**DESCRIPTION OF THE TASK**
Repeat every entry word for word; omit all pictures.

Data items

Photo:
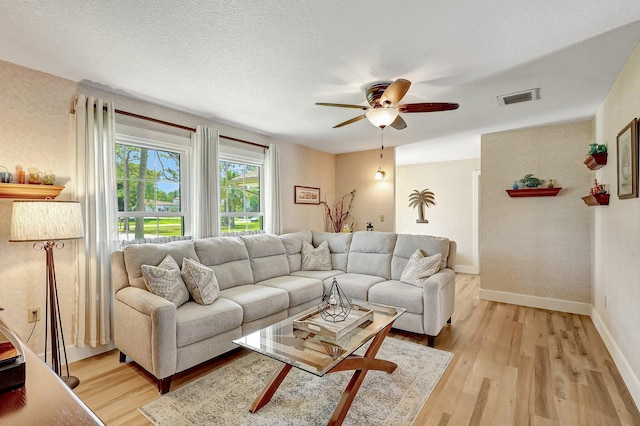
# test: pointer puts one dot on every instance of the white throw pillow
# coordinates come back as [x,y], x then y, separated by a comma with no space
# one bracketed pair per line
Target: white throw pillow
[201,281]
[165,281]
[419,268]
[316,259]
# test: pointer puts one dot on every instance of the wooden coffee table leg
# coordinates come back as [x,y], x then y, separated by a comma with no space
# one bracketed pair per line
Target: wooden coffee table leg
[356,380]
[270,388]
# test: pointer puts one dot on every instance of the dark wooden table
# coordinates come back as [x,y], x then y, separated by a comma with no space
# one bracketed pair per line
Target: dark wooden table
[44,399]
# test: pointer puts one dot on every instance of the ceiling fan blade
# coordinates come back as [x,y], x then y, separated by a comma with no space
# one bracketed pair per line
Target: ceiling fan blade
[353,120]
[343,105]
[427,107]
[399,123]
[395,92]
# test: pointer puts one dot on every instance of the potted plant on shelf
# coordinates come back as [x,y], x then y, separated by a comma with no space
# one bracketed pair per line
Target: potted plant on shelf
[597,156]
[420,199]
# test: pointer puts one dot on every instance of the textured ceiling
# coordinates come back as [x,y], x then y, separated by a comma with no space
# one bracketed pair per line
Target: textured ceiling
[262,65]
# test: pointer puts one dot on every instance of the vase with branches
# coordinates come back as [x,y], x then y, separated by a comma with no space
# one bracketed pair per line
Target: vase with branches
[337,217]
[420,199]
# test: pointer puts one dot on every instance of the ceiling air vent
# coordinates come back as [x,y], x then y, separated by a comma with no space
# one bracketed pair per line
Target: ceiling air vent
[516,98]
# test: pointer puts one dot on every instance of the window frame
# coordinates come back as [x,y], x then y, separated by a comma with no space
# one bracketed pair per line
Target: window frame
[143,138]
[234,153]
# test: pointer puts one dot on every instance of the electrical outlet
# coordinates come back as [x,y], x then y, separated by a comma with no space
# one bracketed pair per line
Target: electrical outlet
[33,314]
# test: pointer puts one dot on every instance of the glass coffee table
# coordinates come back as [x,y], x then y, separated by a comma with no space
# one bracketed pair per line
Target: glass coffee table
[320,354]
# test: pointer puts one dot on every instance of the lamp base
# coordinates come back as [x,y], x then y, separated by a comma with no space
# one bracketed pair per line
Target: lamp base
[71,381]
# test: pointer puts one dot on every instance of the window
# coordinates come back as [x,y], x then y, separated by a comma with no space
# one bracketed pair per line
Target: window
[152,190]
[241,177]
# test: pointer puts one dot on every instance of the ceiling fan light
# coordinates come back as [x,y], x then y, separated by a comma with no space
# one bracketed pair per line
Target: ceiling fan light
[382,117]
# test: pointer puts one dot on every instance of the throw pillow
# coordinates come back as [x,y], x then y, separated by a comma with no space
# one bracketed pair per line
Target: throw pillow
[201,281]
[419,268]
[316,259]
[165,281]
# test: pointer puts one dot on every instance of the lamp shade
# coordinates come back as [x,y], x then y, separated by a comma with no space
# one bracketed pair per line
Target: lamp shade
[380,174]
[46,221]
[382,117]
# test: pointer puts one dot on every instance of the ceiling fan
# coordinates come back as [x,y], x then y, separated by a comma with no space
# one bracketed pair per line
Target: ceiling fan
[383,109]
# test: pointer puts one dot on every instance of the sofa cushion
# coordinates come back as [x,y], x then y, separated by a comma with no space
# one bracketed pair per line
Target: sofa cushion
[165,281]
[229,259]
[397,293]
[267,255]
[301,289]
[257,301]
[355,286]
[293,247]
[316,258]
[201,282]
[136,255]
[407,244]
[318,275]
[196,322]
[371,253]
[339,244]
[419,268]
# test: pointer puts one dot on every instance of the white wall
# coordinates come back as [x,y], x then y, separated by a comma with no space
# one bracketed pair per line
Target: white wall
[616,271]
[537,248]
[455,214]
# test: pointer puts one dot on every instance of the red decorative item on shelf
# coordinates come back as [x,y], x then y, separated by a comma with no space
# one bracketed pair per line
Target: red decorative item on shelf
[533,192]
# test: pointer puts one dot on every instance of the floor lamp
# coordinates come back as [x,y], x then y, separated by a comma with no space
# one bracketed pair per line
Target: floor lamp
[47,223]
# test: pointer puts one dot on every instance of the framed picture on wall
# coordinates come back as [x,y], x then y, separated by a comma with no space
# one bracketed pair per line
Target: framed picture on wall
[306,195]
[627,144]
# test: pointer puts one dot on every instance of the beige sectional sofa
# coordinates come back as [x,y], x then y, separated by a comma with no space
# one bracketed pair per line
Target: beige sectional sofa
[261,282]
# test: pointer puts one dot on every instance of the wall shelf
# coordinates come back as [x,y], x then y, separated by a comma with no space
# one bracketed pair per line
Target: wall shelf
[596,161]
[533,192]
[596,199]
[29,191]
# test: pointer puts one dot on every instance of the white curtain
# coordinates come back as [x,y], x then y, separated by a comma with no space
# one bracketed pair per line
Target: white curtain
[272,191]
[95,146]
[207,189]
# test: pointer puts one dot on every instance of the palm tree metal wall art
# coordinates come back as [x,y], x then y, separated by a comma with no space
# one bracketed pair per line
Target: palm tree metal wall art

**RESULT OF THIS TASK**
Photo:
# test: pointer puts one dot on every instance of the white throw pillow
# coordinates come back as [x,y], x then y, separated by a comma with no space
# one bracketed pair per line
Target: white throw pillow
[201,281]
[165,281]
[419,268]
[316,259]
# test: pointer puts one dot on every instance of the wooden coffee table leg
# coordinates come back as [x,y], x then y, separated by a comma with no space
# one bracketed pair per line
Target: wooden coffee table leg
[356,380]
[270,388]
# test: pointer puts one dot on every instance of the dark wooden table
# coordinates come back as [x,y], x then y, separated by a comma with no space
# one bracketed pair per line
Target: dark wooden table
[44,399]
# test: pointer puts one dot on every instance of the ceiling fan blade
# coordinates come back as [x,y], x then y, separated by a comma with no space
# one bracketed pair per line
Target: ceiling fan blade
[353,120]
[343,105]
[427,107]
[399,123]
[395,92]
# test: pointer puts one dot on every instance of the potted plant on shelf
# coordinates come back as [x,y], x then y, separated by a comma with no space
# one bracketed pair per line
Target: potted plant on shelf
[597,156]
[420,199]
# test: pointer puts one dot on every instance of the textured ceiling
# coordinates come back as [x,y], x then y, separated by a comma with no space
# one bracketed pair per line
Target: textured ceiling
[262,65]
# test: pointer puts one dot on every instance of the vase with branches
# coordinates come back as [x,y], x then y, separated by a comma with no space
# one bracketed pair per line
Target: vase with branches
[337,217]
[420,199]
# test: pointer puts one dot on every instance of the ceiling air vent
# coordinates come back as [x,y], x then y, separated by a comma with no space
# one bracketed pair per line
Target: ceiling air vent
[516,98]
# test: pointer puts one dot on every instance of the window frame
# coordinates come back as [x,y], x then y, separated by a comma with no space
# one bracketed pair per line
Target: window frame
[143,138]
[234,153]
# test: pointer puts one dot on every instance of the electrical outlet
# coordinates come back as [x,y], x then y, separated by a comma with no space
# one bracketed pair per line
Target: electrical outlet
[33,314]
# test: pointer puts one dot on every instance of the glass coffee table
# coordinates come back as [x,y], x then y, separated by a comma with no space
# one bracketed pair per line
Target: glass coffee table
[320,354]
# test: pointer puts one dot on every instance of the lamp base
# coordinates come back as [x,y], x then y, separated by a comma with no space
# one bracketed pair per line
Target: lamp base
[71,381]
# test: pointer puts one dot on every instance of the window
# coordinates come back as [x,y], x then y, separated by a comma with no space
# one bracketed pair per line
Target: window
[152,190]
[241,177]
# test: pointer puts one dot on every instance of the ceiling fan light
# coordinates come back as [x,y], x then y, separated by a comma with no space
# one bracketed pair per line
Target: ceiling fan light
[382,117]
# test: pointer puts one dot on every instance of the throw pillow
# coordinates come back as [x,y], x then y, separated by a comma with no space
# one bracketed pair per line
Target: throw pillow
[201,281]
[419,268]
[316,259]
[165,281]
# test: pointer puts one dot on every instance of the lamp shade
# coordinates come back as [x,y], x then y, separated by a comma with no space
# one bracketed pair per line
Target: lamp shade
[380,174]
[46,221]
[382,117]
# test: pointer puts one dot on every instance of the ceiling fan
# coordinates come back as [x,y], x then y, separated by a comma with no space
# one bracketed pair per line
Target: ceiling fan
[383,109]
# test: pointer puts one dot on every instance of the sofa cushion
# coordinates come back as [x,y], x then y, separated by a comma with no space
# one bracketed pair per line
Target: sofa cushion
[165,281]
[229,259]
[397,293]
[267,255]
[301,289]
[257,301]
[355,286]
[293,247]
[316,258]
[201,282]
[136,255]
[407,244]
[318,275]
[196,322]
[371,253]
[339,244]
[419,268]
# test: pointer puts one dot on every instance of the white wall
# coordinates come back as [x,y], x then y, separated by a comma with no space
# one bracketed pair per line
Target: white wall
[616,271]
[537,248]
[455,214]
# test: pointer puts one dot on every instance of the red decorative item on shelf
# coordinates come back as [x,y], x then y, separated by a comma with no space
# one bracketed pair per line
Target: red decorative item on shelf
[533,192]
# test: pointer puts one dot on every instance of the floor lamp
# coordinates come back as [x,y], x then y, separated by a comma with no space
# one bracketed pair per line
Target: floor lamp
[47,223]
# test: pointer puts one dot on every instance of the framed picture on wall
# coordinates come back as [x,y], x then y, separated by a comma with no space
# one bracketed pair per line
Target: framed picture on wall
[306,195]
[627,144]
# test: pointer puts one dot on every instance of the beige sectional sofa
# coordinates come back as [x,y], x then y, separated by a comma with no space
# one bracketed pair per line
Target: beige sectional sofa
[261,282]
# test: pointer puts one dot on every instance of the wall shelf
# coordinates come back as [x,y], x then y, separated by a comma with no space
# one bracketed pair per line
Target: wall shelf
[596,161]
[533,192]
[596,199]
[29,191]
# test: pointer puts one dot on every instance of the white curtain
# coordinates come back as [x,y], x then y, separated by a comma with no space
# one bracketed pair per line
Target: white curtain
[272,191]
[95,146]
[207,189]
# test: pointer puts one dot on every instance of the palm tree metal wall art
# coordinates come back as [x,y], x then y, separated by a comma with no space
# one bracketed pair per line
Target: palm tree metal wall art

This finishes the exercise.